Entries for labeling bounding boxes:
# # # #

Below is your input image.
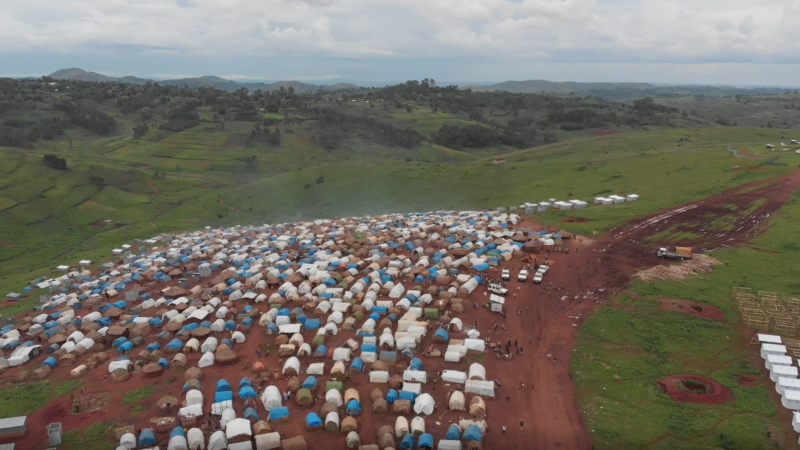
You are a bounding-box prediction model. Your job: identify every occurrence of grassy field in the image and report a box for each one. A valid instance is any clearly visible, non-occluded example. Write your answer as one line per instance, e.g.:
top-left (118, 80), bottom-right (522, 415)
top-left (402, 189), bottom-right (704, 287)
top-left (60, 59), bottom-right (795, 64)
top-left (572, 185), bottom-right (800, 450)
top-left (0, 125), bottom-right (796, 313)
top-left (0, 380), bottom-right (80, 417)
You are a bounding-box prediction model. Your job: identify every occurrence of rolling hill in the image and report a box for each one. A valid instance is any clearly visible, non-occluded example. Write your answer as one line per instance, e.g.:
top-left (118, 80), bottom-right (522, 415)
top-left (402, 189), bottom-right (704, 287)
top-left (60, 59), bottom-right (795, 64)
top-left (49, 68), bottom-right (358, 92)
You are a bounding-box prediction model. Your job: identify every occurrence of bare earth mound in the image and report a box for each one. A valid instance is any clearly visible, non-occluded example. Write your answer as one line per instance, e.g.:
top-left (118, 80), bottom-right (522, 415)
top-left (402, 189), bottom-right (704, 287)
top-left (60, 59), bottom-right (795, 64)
top-left (658, 374), bottom-right (733, 405)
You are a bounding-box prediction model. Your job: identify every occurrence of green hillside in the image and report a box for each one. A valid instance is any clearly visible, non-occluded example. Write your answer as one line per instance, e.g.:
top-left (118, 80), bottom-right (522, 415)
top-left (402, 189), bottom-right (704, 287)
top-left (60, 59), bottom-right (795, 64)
top-left (0, 76), bottom-right (796, 302)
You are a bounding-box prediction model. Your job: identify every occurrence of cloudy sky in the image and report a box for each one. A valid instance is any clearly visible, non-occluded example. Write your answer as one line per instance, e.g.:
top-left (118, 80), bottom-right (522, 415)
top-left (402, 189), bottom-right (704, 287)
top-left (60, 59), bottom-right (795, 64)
top-left (0, 0), bottom-right (800, 86)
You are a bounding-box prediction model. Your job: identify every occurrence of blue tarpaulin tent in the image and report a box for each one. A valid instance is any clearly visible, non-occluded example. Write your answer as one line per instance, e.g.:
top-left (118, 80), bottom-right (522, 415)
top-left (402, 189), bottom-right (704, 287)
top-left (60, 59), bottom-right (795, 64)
top-left (464, 424), bottom-right (483, 442)
top-left (444, 424), bottom-right (461, 441)
top-left (350, 358), bottom-right (364, 372)
top-left (239, 386), bottom-right (258, 399)
top-left (397, 433), bottom-right (414, 450)
top-left (117, 341), bottom-right (133, 352)
top-left (214, 391), bottom-right (233, 403)
top-left (344, 399), bottom-right (361, 416)
top-left (244, 407), bottom-right (261, 422)
top-left (269, 406), bottom-right (289, 420)
top-left (306, 413), bottom-right (322, 428)
top-left (417, 433), bottom-right (433, 450)
top-left (139, 428), bottom-right (156, 447)
top-left (302, 375), bottom-right (317, 389)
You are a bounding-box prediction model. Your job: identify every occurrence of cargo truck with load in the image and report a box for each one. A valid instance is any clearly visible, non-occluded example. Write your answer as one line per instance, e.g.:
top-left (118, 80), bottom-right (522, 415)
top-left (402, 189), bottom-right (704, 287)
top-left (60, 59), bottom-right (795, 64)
top-left (658, 247), bottom-right (692, 259)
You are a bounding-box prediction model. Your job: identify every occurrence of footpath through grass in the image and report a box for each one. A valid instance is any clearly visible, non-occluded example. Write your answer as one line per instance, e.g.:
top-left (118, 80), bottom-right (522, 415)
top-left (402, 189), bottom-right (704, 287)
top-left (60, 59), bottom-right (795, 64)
top-left (572, 187), bottom-right (800, 450)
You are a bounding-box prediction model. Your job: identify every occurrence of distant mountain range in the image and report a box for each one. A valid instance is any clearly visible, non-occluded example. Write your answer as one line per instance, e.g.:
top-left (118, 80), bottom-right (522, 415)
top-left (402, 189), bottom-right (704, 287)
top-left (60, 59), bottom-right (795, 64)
top-left (459, 80), bottom-right (792, 99)
top-left (49, 68), bottom-right (358, 92)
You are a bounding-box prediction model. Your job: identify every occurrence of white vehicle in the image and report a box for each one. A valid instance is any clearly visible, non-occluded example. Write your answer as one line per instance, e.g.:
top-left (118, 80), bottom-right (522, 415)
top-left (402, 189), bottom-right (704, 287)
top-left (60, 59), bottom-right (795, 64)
top-left (489, 283), bottom-right (508, 295)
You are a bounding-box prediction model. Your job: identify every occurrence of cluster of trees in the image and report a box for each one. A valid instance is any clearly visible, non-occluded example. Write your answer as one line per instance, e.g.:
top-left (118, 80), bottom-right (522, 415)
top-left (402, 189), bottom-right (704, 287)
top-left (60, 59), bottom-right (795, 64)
top-left (53, 102), bottom-right (117, 135)
top-left (44, 153), bottom-right (67, 170)
top-left (0, 117), bottom-right (65, 148)
top-left (247, 122), bottom-right (281, 146)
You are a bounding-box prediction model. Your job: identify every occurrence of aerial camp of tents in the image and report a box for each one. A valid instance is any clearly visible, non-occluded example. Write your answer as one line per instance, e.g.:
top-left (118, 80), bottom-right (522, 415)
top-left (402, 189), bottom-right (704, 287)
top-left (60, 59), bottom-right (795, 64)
top-left (0, 212), bottom-right (544, 450)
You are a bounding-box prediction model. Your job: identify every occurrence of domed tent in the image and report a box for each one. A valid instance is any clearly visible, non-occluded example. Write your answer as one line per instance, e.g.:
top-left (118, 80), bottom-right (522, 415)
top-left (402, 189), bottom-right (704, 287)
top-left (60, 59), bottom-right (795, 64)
top-left (306, 412), bottom-right (322, 430)
top-left (325, 411), bottom-right (339, 431)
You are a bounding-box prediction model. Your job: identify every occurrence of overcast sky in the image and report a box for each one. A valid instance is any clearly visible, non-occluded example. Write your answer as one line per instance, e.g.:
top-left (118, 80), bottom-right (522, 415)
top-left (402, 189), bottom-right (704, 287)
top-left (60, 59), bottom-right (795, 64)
top-left (0, 0), bottom-right (800, 86)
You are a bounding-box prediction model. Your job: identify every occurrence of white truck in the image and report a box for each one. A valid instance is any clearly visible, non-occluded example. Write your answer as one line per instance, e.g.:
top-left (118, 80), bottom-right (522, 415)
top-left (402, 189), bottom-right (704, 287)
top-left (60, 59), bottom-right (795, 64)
top-left (657, 247), bottom-right (692, 259)
top-left (489, 283), bottom-right (508, 295)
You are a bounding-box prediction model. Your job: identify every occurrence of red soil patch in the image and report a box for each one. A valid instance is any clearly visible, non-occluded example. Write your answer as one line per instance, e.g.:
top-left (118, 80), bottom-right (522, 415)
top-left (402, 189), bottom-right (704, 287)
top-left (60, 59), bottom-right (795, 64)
top-left (561, 217), bottom-right (591, 223)
top-left (660, 298), bottom-right (725, 320)
top-left (736, 373), bottom-right (758, 387)
top-left (657, 374), bottom-right (733, 405)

# # # #

Directions: Present every line of the items above as a numbered list, skipping any blank lines. Leave the pictures out.

The completed task:
1. Below is your input image.
2. You are a bounding-box prediction model. Your job: identify every occurrence of grassy field in the image and report a box for each one. A valid instance is any clearly visible, non-occluded example. Write your answer as one line per instance, e.g.:
3. top-left (118, 80), bottom-right (522, 415)
4. top-left (402, 189), bottom-right (704, 287)
5. top-left (60, 59), bottom-right (795, 64)
6. top-left (572, 185), bottom-right (800, 450)
7. top-left (0, 125), bottom-right (796, 313)
8. top-left (0, 380), bottom-right (80, 417)
9. You are a bounding-box prediction model. Your job: identify every occurrence of rolling hill in the image and report a box for each one. A valid instance is any clearly visible, non-occluded example. Write your answer as one line per instance, e.g.:
10. top-left (118, 80), bottom-right (522, 415)
11. top-left (402, 189), bottom-right (704, 287)
12. top-left (60, 59), bottom-right (795, 64)
13. top-left (49, 68), bottom-right (358, 92)
14. You are a bounding-box prediction model. Your job: identify every occurrence of bare earth mound in the image and report a box for each one. A valid instance is any clearly visible, non-occluded example. Write your answer as one line per instance, e.g.:
15. top-left (118, 80), bottom-right (522, 415)
16. top-left (402, 189), bottom-right (704, 287)
17. top-left (60, 59), bottom-right (795, 64)
18. top-left (658, 374), bottom-right (733, 405)
19. You are a bounding-box prediction model. Your job: identify every occurrence of green hillside in the image and report a box for each one. A valid instance is any clearly visible, non-occluded example. Write your answer as one line per instance, e.g.:
20. top-left (118, 80), bottom-right (522, 415)
21. top-left (402, 189), bottom-right (704, 287)
22. top-left (60, 59), bottom-right (795, 64)
23. top-left (0, 76), bottom-right (796, 302)
24. You are a bounding-box prediction model. Your job: identify every occurrence of cloudy sky in the image and report a box for each one. A valid instance is any clearly visible, non-occluded example. Write your answer as one line per instance, e.g.:
25. top-left (118, 80), bottom-right (522, 415)
26. top-left (402, 189), bottom-right (704, 287)
27. top-left (60, 59), bottom-right (795, 64)
28. top-left (0, 0), bottom-right (800, 86)
29. You are a bounding-box prediction model. Your job: identify every occurrence of blue tarpaulin tent in the image and report a box for each one. A valid instance is any clearly visible, non-occluded example. Write your answer as one line per instance, e.g.:
30. top-left (118, 80), bottom-right (522, 415)
31. top-left (402, 189), bottom-right (704, 287)
32. top-left (60, 59), bottom-right (795, 64)
33. top-left (464, 424), bottom-right (483, 442)
34. top-left (444, 424), bottom-right (461, 441)
35. top-left (350, 358), bottom-right (364, 372)
36. top-left (239, 386), bottom-right (258, 399)
37. top-left (397, 433), bottom-right (414, 450)
38. top-left (117, 341), bottom-right (133, 352)
39. top-left (214, 391), bottom-right (233, 403)
40. top-left (344, 399), bottom-right (361, 416)
41. top-left (244, 407), bottom-right (261, 422)
42. top-left (269, 406), bottom-right (289, 420)
43. top-left (306, 413), bottom-right (322, 428)
44. top-left (417, 433), bottom-right (433, 450)
45. top-left (139, 428), bottom-right (156, 447)
46. top-left (302, 375), bottom-right (317, 389)
47. You are a bounding-box prediction model. Your job: identify every occurrence of cargo truck with load in the image and report a box for each one. A valid instance is any clearly visible, non-occluded example. Write your answer as one line per instance, e.g.:
48. top-left (118, 80), bottom-right (522, 415)
49. top-left (402, 189), bottom-right (704, 287)
50. top-left (60, 59), bottom-right (795, 64)
51. top-left (658, 247), bottom-right (692, 259)
52. You are a bounding-box prediction model. Your job: identify every occurrence of footpath through grass in the image and report a box for each one. A valid instance is any clearly visible, non-occluded example. Write your answer as one line per instance, e.g.:
53. top-left (118, 80), bottom-right (522, 415)
54. top-left (402, 189), bottom-right (704, 287)
55. top-left (60, 59), bottom-right (795, 64)
56. top-left (572, 187), bottom-right (800, 450)
57. You are a bounding-box prediction model. Your job: identify every occurrence of distant mountain range in the image and report a box for each one. A valid instance is any clearly visible, non-occluded example. Write your answer as one line per instance, e.g.:
58. top-left (118, 80), bottom-right (522, 415)
59. top-left (402, 189), bottom-right (704, 287)
60. top-left (60, 59), bottom-right (795, 64)
61. top-left (459, 80), bottom-right (792, 99)
62. top-left (49, 68), bottom-right (358, 92)
63. You are a bounding-box prediction model. Your job: identify every occurrence of white vehicle in the image and report a box for each one. A valid instance is any clearly visible, non-occluded example. Write your answer as one line per instance, e.g.:
64. top-left (118, 80), bottom-right (522, 415)
65. top-left (402, 189), bottom-right (704, 287)
66. top-left (60, 59), bottom-right (795, 64)
67. top-left (489, 283), bottom-right (508, 295)
68. You are a bounding-box prediction model. Your job: identify every occurrence of cluster of trees in the image and report a box for each one. A valid instance is any clearly visible, non-occluded example. Write your answer as one line per instance, e.g.:
69. top-left (118, 80), bottom-right (522, 415)
70. top-left (402, 189), bottom-right (704, 287)
71. top-left (60, 59), bottom-right (795, 64)
72. top-left (53, 102), bottom-right (117, 135)
73. top-left (44, 153), bottom-right (67, 170)
74. top-left (0, 117), bottom-right (65, 148)
75. top-left (247, 122), bottom-right (281, 146)
76. You are a bounding-box prediction model. Your job: identify every occurrence of aerial camp of tents in the image and report a box for each one. A valid instance is any clearly visible, non-occluded example. Write your answer as one line per instance, e.g.:
77. top-left (118, 80), bottom-right (522, 415)
78. top-left (402, 189), bottom-right (704, 287)
79. top-left (60, 59), bottom-right (795, 64)
80. top-left (0, 212), bottom-right (544, 450)
81. You are a bounding-box prediction model. Your job: identify every occurrence of domed tent in the image and report a box for each one. A valid instance is any clearly visible, non-occluded example. Write your answer as one line per instance, e.g.:
82. top-left (118, 80), bottom-right (522, 415)
83. top-left (402, 189), bottom-right (704, 287)
84. top-left (60, 59), bottom-right (795, 64)
85. top-left (306, 412), bottom-right (322, 430)
86. top-left (325, 411), bottom-right (339, 431)
87. You are a bounding-box prediction model. Your job: identify every occurrence of overcast sky in the image and report a box for each one. A valid instance is any clearly visible, non-occluded example. Write your answer as one line per instance, e.g.:
88. top-left (118, 80), bottom-right (522, 415)
89. top-left (402, 189), bottom-right (704, 287)
90. top-left (60, 59), bottom-right (795, 64)
91. top-left (0, 0), bottom-right (800, 86)
92. You are a bounding-box prediction model. Your job: identify every occurrence of white truck in the image and report a box for each one. A valid instance is any clearly visible, non-occluded example. Write your answer as one line per instance, e.g.:
93. top-left (118, 80), bottom-right (522, 415)
94. top-left (402, 189), bottom-right (704, 287)
95. top-left (60, 59), bottom-right (795, 64)
96. top-left (657, 247), bottom-right (692, 259)
97. top-left (489, 283), bottom-right (508, 295)
98. You are a bounding-box prediction model. Your job: identify every occurrence of red soil patch in the image and report a box for each one. A valid instance is any clearly visible, non-occluded example. Write your answer as one line per instance, e.g.:
99. top-left (118, 80), bottom-right (522, 415)
100. top-left (402, 189), bottom-right (704, 287)
101. top-left (60, 59), bottom-right (795, 64)
102. top-left (561, 217), bottom-right (591, 223)
103. top-left (660, 298), bottom-right (725, 320)
104. top-left (736, 373), bottom-right (758, 387)
105. top-left (657, 374), bottom-right (733, 405)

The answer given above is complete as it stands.